____ Provided text
Stock Fundamentals

Is the Covid-19 drug good news for Glenmark Pharmaceuticals?

Dhuraivel Gunasekaran | Updated on July 05, 2020

Favipiravir’s potential is unclear; challengesin the US business need a watch

The stock of Glenmark Pharmaceuticals came into the limelight two weeks ago and rallied as much as 40 per cent on a single day after the company launched favipiravir, an oral antiviral drug for treating mild to moderate Covid-19. Glenmark is the first company to receive manufacturing and marketing approval from India’s drug regulator as part of the accelerated approval process to bring out its version of favipiravir in India.

However, the exuberance in the stock quickly fizzled out in the following days.

The healthy set of numbers reported in the March quarter subsequently, also failed to enthuse investors.

One reason for this is the difficulty in estimating the earnings from favipiravir for Glenmark at this stage, considering the uncertainty over the potential number of Covid-19 patients and the pandemic’s longevity.
________
## Task instructions
Reproduce the Glenmark Pharmaceuticals article word for word, starting at "Is the Covid-19" and running down to "to enthuse investors.".
____ Raw data
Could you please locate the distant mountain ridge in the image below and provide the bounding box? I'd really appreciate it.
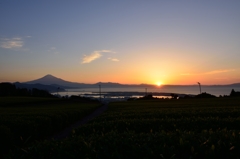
________
## Solution to the exercise
Is the Covid-19 drug good news for Glenmark Pharmaceuticals?

Dhuraivel Gunasekaran | Updated on July 05, 2020

Favipiravir’s potential is unclear; challengesin the US business need a watch

The stock of Glenmark Pharmaceuticals came into the limelight two weeks ago and rallied as much as 40 per cent on a single day after the company launched favipiravir, an oral antiviral drug for treating mild to moderate Covid-19. Glenmark is the first company to receive manufacturing and marketing approval from India’s drug regulator as part of the accelerated approval process to bring out its version of favipiravir in India.

However, the exuberance in the stock quickly fizzled out in the following days.

The healthy set of numbers reported in the March quarter subsequently, also failed to enthuse investors.